#### Do this
Rewrite the items from the line containing "Annotate the white emblem" through the end, switching every "street lamp" to "streetlight" and leaving all else unchanged.

[Items taken from a collection]
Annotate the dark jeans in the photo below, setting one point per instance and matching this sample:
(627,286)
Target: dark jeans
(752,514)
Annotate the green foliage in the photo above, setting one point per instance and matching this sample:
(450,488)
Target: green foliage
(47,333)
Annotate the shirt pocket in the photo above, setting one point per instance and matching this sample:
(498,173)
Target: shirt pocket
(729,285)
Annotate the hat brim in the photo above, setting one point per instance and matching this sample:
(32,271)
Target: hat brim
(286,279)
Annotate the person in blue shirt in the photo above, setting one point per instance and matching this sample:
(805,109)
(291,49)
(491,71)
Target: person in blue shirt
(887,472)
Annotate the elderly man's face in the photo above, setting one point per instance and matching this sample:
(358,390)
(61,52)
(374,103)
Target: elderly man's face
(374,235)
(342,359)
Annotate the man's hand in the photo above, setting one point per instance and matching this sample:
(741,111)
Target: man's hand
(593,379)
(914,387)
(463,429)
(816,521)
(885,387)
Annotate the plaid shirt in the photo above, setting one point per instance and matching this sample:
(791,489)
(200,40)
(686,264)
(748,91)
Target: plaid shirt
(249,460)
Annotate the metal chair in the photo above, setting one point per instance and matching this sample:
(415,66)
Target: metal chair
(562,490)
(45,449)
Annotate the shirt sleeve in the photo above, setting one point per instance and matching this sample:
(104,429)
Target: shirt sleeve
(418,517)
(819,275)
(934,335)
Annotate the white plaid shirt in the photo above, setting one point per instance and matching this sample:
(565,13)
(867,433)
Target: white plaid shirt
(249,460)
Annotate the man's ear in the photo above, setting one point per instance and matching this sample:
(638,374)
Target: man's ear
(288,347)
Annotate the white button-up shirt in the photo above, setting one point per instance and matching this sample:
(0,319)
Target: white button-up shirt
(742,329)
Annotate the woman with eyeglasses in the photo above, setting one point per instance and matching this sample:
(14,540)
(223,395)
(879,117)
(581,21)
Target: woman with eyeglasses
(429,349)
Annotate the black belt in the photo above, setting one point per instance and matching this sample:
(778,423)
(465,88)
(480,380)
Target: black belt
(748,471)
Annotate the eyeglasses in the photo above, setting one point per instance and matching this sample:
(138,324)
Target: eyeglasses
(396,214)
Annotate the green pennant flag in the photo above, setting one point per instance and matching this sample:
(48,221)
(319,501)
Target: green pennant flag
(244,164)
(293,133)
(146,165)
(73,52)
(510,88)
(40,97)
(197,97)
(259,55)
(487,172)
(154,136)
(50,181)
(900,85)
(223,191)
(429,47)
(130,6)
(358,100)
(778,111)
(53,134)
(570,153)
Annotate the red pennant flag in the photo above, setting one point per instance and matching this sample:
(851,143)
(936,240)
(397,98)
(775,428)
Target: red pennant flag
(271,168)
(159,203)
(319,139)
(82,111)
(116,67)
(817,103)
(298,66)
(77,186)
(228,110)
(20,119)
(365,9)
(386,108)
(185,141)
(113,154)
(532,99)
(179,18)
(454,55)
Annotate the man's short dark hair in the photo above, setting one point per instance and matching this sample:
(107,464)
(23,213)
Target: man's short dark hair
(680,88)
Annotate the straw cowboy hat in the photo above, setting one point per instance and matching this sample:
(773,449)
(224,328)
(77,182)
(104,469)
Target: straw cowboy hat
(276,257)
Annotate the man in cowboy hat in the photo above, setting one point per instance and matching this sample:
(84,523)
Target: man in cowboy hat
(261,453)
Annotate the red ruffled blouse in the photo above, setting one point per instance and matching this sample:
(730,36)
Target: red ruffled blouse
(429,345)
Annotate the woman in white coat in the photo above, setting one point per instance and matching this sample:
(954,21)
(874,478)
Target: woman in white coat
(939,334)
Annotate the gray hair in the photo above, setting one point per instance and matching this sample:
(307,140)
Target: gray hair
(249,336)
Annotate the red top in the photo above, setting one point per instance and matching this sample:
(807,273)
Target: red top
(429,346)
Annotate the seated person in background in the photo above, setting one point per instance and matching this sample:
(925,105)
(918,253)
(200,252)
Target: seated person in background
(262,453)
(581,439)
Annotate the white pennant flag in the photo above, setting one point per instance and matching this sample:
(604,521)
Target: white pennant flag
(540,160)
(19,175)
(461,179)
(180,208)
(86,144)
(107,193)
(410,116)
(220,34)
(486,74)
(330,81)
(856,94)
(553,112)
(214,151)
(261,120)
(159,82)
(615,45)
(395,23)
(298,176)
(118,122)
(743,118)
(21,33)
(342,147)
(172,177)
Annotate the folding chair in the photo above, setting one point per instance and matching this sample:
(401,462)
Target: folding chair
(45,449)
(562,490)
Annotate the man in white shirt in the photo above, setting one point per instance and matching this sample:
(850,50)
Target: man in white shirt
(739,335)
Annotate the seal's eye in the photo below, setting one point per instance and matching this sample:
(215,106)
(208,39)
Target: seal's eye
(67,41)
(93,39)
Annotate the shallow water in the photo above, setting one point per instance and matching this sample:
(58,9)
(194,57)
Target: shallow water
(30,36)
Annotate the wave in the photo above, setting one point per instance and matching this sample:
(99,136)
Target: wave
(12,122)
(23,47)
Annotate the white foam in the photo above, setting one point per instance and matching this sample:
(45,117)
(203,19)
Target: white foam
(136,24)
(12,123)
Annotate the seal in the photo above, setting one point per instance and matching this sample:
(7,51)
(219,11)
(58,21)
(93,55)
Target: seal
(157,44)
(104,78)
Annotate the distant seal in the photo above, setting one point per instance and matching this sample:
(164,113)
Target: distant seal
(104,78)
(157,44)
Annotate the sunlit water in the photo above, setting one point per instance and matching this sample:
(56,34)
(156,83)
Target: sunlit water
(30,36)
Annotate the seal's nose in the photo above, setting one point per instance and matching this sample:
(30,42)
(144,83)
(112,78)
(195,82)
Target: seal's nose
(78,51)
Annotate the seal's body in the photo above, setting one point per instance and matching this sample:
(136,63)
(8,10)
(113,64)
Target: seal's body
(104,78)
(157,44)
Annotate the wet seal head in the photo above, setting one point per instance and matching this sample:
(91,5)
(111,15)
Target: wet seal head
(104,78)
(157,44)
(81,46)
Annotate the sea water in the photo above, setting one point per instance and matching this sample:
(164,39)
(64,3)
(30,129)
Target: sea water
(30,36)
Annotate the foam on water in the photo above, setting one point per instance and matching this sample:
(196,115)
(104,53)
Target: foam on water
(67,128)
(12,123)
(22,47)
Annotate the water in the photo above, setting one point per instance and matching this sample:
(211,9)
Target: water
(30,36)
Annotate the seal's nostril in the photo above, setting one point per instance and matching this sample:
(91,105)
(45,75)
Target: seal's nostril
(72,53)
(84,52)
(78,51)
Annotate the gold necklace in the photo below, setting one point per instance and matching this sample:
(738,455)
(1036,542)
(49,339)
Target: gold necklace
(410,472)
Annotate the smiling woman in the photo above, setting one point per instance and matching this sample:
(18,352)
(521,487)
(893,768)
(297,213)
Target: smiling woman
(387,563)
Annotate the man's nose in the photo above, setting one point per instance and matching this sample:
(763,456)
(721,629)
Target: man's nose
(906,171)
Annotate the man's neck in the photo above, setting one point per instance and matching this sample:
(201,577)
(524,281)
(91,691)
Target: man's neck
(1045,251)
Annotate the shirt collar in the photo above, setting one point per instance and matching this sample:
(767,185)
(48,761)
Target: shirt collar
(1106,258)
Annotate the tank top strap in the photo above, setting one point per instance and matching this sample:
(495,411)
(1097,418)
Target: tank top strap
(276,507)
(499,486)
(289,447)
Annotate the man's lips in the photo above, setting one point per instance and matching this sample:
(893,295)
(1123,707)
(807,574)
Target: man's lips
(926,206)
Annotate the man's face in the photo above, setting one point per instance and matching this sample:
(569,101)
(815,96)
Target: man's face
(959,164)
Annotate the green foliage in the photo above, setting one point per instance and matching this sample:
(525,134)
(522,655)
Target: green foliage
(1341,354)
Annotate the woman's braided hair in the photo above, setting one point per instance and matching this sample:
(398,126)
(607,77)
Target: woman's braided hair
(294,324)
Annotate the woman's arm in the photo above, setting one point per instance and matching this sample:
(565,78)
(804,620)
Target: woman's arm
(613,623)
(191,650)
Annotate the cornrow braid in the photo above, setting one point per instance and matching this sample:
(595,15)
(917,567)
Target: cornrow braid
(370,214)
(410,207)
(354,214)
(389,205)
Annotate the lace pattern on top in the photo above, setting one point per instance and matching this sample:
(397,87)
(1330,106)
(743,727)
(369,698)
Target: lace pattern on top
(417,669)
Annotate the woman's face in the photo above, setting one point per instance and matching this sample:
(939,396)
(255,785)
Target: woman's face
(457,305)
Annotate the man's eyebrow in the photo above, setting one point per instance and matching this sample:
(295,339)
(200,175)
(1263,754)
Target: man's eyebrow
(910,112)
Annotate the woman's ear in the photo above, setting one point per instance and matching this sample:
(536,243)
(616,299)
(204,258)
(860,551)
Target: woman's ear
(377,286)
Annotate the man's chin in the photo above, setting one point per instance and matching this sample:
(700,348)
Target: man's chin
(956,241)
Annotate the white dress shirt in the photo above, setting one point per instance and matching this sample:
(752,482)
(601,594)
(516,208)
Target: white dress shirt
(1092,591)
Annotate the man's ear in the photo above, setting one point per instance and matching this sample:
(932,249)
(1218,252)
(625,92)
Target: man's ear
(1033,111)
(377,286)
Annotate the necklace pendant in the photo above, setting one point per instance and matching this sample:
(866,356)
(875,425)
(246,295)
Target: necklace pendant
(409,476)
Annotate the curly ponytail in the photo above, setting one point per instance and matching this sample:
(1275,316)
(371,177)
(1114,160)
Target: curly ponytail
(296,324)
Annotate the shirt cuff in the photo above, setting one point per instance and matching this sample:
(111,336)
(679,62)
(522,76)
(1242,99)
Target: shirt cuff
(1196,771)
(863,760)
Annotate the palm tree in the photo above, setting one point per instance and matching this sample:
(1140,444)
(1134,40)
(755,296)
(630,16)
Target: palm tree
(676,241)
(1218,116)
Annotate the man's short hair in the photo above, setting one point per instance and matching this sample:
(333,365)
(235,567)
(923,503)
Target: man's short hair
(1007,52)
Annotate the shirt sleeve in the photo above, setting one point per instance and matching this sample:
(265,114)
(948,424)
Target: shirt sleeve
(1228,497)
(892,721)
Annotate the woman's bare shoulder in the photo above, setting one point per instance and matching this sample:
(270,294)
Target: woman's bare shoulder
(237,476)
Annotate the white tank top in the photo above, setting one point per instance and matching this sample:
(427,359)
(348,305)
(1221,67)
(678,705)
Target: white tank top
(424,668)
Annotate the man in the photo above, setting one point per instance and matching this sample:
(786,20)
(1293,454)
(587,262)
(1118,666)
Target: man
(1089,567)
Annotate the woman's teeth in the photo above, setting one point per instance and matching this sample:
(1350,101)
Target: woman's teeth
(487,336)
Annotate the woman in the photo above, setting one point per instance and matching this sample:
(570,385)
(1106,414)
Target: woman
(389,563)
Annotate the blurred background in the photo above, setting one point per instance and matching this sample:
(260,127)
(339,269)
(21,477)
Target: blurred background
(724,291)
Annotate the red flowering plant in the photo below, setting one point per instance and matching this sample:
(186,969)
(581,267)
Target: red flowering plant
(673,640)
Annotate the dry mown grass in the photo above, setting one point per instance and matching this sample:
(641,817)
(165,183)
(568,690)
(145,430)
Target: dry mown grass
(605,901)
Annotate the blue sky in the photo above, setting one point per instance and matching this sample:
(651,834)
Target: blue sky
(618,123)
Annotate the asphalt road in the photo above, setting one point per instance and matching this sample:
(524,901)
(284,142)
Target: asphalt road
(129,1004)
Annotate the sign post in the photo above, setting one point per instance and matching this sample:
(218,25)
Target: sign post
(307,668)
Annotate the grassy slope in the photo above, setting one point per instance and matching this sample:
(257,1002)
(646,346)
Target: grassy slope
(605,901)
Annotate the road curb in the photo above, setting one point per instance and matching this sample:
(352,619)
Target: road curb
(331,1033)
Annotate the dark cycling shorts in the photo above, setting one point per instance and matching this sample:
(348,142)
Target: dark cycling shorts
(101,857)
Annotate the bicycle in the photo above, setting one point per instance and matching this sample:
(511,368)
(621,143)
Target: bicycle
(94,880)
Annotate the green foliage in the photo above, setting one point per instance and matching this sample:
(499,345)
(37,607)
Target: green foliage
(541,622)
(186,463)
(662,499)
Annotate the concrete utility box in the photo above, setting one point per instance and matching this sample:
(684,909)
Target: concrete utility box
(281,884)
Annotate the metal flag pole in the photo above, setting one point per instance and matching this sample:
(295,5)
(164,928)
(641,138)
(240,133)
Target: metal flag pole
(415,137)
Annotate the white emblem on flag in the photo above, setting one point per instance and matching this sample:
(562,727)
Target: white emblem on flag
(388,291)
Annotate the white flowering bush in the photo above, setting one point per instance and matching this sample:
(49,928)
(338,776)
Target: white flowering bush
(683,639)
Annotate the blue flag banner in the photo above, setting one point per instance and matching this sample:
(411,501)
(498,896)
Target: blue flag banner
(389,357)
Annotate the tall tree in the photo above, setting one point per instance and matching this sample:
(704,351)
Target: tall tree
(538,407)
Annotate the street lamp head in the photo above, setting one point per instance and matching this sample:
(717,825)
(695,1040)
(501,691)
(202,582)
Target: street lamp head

#### Exercise response
Annotate the white emblem on flag in the photo above, setting one point per instance and matching this sample:
(562,727)
Target: white emblem on flag
(388,291)
Annotate the white flowering bush in the photo above, setting one point per instance and matching this sample:
(49,928)
(338,776)
Target: white flowering bush
(683,639)
Annotate the blue flag banner in the photo above, setting one point per instance and matching this sample:
(411,501)
(498,896)
Target: blue flag banner
(389,357)
Annotate the tall tree in the photo above, setting one point per instance and matching this sample:
(704,351)
Target: tall tree
(538,407)
Annotate the streetlight head in the photo above, setting one point per instance and matching this sample:
(717,825)
(695,1040)
(501,691)
(202,582)
Target: streetlight head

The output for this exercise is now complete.